■ **Written request**:
Change every "retail shelf audit" in the listing below to "field scene survey", and reproduce all other lines unchanged.

——

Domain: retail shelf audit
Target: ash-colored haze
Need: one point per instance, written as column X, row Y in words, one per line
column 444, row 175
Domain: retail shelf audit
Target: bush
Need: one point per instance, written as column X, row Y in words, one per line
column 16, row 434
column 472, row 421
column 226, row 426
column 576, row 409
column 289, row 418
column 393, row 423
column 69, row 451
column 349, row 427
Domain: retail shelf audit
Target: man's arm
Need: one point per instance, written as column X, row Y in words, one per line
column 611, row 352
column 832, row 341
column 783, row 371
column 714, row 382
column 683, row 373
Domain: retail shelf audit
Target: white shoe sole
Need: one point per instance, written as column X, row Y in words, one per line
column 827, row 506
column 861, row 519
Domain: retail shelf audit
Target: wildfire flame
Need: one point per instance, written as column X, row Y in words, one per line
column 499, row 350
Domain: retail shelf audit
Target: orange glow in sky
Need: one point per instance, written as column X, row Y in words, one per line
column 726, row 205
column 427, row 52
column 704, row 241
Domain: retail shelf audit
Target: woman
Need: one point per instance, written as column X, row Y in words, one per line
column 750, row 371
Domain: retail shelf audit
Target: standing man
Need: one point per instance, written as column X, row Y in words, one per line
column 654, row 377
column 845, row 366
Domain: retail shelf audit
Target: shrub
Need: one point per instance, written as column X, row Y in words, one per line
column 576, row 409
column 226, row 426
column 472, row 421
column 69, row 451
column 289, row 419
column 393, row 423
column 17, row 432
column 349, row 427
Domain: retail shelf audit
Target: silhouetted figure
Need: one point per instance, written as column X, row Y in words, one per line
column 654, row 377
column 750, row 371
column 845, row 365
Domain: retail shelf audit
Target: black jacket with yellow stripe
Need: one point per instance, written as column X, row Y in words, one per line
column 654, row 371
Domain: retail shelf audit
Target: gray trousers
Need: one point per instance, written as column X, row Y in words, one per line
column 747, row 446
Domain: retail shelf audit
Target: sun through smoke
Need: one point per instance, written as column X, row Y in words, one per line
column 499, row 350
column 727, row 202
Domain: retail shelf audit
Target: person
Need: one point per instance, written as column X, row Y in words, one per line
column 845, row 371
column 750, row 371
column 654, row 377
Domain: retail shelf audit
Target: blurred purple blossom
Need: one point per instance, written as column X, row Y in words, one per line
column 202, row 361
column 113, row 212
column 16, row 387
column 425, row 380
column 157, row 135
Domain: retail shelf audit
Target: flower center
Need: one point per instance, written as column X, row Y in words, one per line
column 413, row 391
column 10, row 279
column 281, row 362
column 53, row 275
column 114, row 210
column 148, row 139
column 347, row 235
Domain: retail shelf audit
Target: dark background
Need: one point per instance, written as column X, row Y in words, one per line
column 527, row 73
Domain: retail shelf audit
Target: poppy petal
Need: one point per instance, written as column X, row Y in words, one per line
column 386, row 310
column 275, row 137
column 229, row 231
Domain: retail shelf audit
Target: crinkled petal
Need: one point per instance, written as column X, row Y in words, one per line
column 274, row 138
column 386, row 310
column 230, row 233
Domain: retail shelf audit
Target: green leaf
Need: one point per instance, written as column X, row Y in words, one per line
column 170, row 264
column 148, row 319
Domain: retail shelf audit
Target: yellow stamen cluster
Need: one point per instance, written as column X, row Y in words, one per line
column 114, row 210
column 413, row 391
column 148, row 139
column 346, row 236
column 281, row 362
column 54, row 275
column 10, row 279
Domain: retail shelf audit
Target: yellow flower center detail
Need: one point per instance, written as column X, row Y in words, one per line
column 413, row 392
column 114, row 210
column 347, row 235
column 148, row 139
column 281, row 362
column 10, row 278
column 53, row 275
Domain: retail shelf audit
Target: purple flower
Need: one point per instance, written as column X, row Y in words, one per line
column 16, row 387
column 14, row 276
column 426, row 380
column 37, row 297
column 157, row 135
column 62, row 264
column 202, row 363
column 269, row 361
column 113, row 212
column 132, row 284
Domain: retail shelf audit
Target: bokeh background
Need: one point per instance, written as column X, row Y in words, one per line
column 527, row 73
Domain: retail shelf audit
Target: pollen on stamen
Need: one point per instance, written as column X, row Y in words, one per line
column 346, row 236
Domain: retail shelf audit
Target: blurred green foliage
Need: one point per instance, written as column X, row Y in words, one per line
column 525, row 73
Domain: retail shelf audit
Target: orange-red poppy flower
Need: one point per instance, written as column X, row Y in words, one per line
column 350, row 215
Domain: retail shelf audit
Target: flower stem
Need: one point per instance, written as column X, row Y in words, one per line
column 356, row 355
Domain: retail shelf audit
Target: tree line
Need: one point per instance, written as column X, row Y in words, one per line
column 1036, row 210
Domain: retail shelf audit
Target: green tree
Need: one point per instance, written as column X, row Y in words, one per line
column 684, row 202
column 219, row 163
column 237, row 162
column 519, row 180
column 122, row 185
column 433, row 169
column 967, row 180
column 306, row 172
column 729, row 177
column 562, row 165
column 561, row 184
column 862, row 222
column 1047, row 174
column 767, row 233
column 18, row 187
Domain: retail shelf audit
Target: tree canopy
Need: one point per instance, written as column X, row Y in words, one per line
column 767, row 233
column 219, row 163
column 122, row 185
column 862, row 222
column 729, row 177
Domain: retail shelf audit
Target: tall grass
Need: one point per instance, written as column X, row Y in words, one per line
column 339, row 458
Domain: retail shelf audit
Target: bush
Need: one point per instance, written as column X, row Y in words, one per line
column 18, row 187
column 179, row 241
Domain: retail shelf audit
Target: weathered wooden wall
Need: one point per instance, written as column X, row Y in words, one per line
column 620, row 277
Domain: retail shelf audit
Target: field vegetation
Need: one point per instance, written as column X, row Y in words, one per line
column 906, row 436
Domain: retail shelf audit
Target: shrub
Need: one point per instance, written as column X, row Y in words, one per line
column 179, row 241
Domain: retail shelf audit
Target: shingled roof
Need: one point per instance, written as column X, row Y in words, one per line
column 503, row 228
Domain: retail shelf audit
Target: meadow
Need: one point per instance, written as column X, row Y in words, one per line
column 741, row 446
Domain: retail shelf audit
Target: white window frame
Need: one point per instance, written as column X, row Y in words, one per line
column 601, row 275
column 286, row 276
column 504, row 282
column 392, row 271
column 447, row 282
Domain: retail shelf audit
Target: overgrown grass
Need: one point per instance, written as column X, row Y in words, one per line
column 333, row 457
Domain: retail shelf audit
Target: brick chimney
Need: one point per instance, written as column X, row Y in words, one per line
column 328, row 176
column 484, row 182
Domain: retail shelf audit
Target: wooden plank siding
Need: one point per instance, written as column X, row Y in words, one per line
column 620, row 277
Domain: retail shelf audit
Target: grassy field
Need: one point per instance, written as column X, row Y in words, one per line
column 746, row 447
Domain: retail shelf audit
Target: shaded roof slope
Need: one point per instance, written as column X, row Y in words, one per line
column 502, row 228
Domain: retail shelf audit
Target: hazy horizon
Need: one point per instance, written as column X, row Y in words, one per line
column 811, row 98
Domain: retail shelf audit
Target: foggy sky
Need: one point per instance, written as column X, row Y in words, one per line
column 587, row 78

——

■ **The solution**:
Domain: field scene survey
Target: ash-colored haze
Need: one point per instance, written as column X, row Y in words, one per line
column 444, row 175
Domain: field scene survey
Target: bush
Need: one point per instance, written as column X, row Y in words, one per line
column 16, row 434
column 472, row 421
column 226, row 426
column 576, row 409
column 289, row 418
column 393, row 423
column 69, row 451
column 349, row 427
Domain: field scene survey
Target: man's arm
Need: one point per instance, written as column X, row Y in words, one per line
column 611, row 352
column 832, row 341
column 783, row 371
column 714, row 382
column 683, row 373
Domain: field scene survey
Target: white shoe sole
Need: one point per instance, written as column X, row Y in words, one per line
column 827, row 506
column 861, row 519
Domain: field scene survey
Target: wildfire flame
Need: one point per instance, written as column X, row Y in words, one per line
column 499, row 350
Domain: field scene survey
Target: orange glow in sky
Need: one point per instance, written as column X, row Y in words, one per line
column 726, row 205
column 427, row 52
column 704, row 241
Domain: field scene survey
Target: woman
Need: one point per instance, written as column X, row Y in words, one per line
column 750, row 371
Domain: field scene survey
Target: standing man
Need: one point per instance, written as column X, row Y in words, one per line
column 654, row 377
column 845, row 366
Domain: field scene survey
Target: shrub
Need: one point per instance, written as column X, row Y in words, one per line
column 576, row 409
column 226, row 426
column 472, row 421
column 69, row 451
column 289, row 419
column 393, row 423
column 17, row 432
column 349, row 427
Domain: field scene survey
Target: silhouetted figure
Need: one point per instance, written as column X, row Y in words, one per line
column 654, row 377
column 750, row 371
column 845, row 365
Domain: field scene survey
Target: black jacket with yellow stripe
Need: one point per instance, written as column X, row Y in words, one per line
column 654, row 371
Domain: field scene survey
Target: gray trousers
Need: one point per instance, written as column X, row Y in words, one per line
column 747, row 446
Domain: field scene survey
Target: sun through smoke
Need: one point per instance, written as column X, row Y in words, one per line
column 499, row 350
column 727, row 202
Domain: field scene survey
Target: person
Need: one point per instance, written as column X, row Y in words, one per line
column 845, row 371
column 750, row 371
column 654, row 377
Domain: field scene survey
Target: blurred purple blossom
Need: one point per instance, written as column X, row Y in words, one per line
column 202, row 361
column 113, row 212
column 16, row 387
column 425, row 380
column 157, row 135
Domain: field scene survey
Target: flower center
Need: one point per instance, written as column X, row Y in words, one per line
column 413, row 391
column 10, row 279
column 281, row 362
column 53, row 275
column 114, row 210
column 148, row 139
column 347, row 235
Domain: field scene survey
Target: dark background
Need: one point per instance, written as column X, row Y in words, one per line
column 527, row 73
Domain: field scene survey
Target: poppy petal
Need: one point per instance, written as column X, row Y in words, one per line
column 386, row 310
column 275, row 137
column 229, row 231
Domain: field scene survey
Target: crinkled petal
Need: one point per instance, written as column X, row Y in words, one per line
column 274, row 138
column 386, row 310
column 230, row 233
Domain: field scene survey
Target: green leaf
Need: one point per instance, written as column X, row Y in words, one per line
column 170, row 264
column 148, row 319
Domain: field scene survey
Target: yellow stamen cluster
Need: one point per instance, written as column X, row Y in words, one per line
column 114, row 210
column 413, row 391
column 148, row 139
column 346, row 236
column 281, row 362
column 54, row 275
column 10, row 279
Domain: field scene survey
Target: yellow flower center detail
Need: one point per instance, written as column X, row Y in words, one per line
column 413, row 392
column 114, row 210
column 347, row 235
column 148, row 139
column 281, row 362
column 10, row 278
column 53, row 275
Domain: field scene survey
Target: purple flower
Need: one point per instance, written as column X, row Y in words, one per line
column 16, row 387
column 14, row 276
column 426, row 380
column 37, row 297
column 157, row 135
column 62, row 264
column 202, row 363
column 269, row 361
column 113, row 212
column 132, row 284
Domain: field scene survey
Target: bokeh background
Need: one point per instance, written as column X, row Y in words, one per line
column 527, row 73
Domain: field scene survey
Target: pollen on stamen
Need: one point per instance, written as column X, row Y in words, one per line
column 346, row 236
Domain: field scene survey
Target: blurred green foliage
Need: one point per instance, written as column X, row Y in words, one per line
column 525, row 73
Domain: field scene survey
Target: orange-red poppy flower
Need: one point per instance, written as column X, row Y in words, one per line
column 350, row 215
Domain: field scene survey
Target: flower stem
Need: one point per instance, written as column X, row Y in words, one per line
column 356, row 355
Domain: field scene survey
Target: tree line
Need: one point per instance, written as column X, row Y in words, one per line
column 1036, row 210
Domain: field scene survey
Target: green tree
Need: one point per instance, written as column X, row Y in words, one per line
column 684, row 202
column 219, row 163
column 237, row 162
column 519, row 180
column 122, row 185
column 433, row 169
column 967, row 180
column 306, row 172
column 729, row 177
column 562, row 165
column 561, row 184
column 862, row 222
column 1047, row 174
column 767, row 233
column 18, row 187
Domain: field scene survey
Target: tree canopy
Need: one point per instance, written as column X, row Y in words, one per line
column 767, row 233
column 219, row 163
column 122, row 185
column 862, row 222
column 729, row 177
Domain: field scene survey
Target: tall grass
Need: one point per instance, written as column X, row Y in words, one per line
column 339, row 458
Domain: field scene survey
Target: bush
Need: one point per instance, written as column X, row Y in words, one per line
column 18, row 187
column 179, row 241
Domain: field scene survey
Target: weathered wooden wall
Need: one point per instance, written as column X, row Y in words, one per line
column 620, row 277
Domain: field scene survey
Target: field vegetation
Need: one point per instance, written as column X, row Y in words, one per line
column 906, row 436
Domain: field scene survey
Target: shrub
Need: one point per instance, written as column X, row Y in words, one per line
column 179, row 241
Domain: field scene survey
Target: shingled roof
Need: one point per instance, written as column X, row Y in words, one per line
column 503, row 228
Domain: field scene survey
Target: meadow
Need: one point per instance, written as column X, row Y in words, one per line
column 741, row 446
Domain: field scene survey
Target: white window frame
Need: one point per instance, written as column X, row Y in words, one per line
column 601, row 275
column 286, row 276
column 504, row 282
column 392, row 271
column 447, row 282
Domain: field scene survey
Target: overgrown grass
Need: one point per instance, written as column X, row Y in words, one per line
column 333, row 457
Domain: field scene survey
Target: brick chimney
Need: one point per instance, written as column X, row Y in words, one per line
column 328, row 176
column 484, row 182
Domain: field scene survey
Target: wooden plank siding
Need: one point per instance, written as column X, row Y in words, one per line
column 620, row 277
Domain: field scene survey
Target: grassy field
Need: one point per instance, written as column X, row Y in words, one per line
column 746, row 447
Domain: field scene survey
Target: shaded roof slope
Need: one point per instance, written as column X, row Y in words, one per line
column 502, row 228
Domain: field scene survey
Target: hazy horizon
Need: one point per instance, written as column X, row Y in words, one per line
column 811, row 98
Domain: field scene survey
Target: foggy sky
Need: one point per instance, written as column X, row Y in words, one per line
column 587, row 78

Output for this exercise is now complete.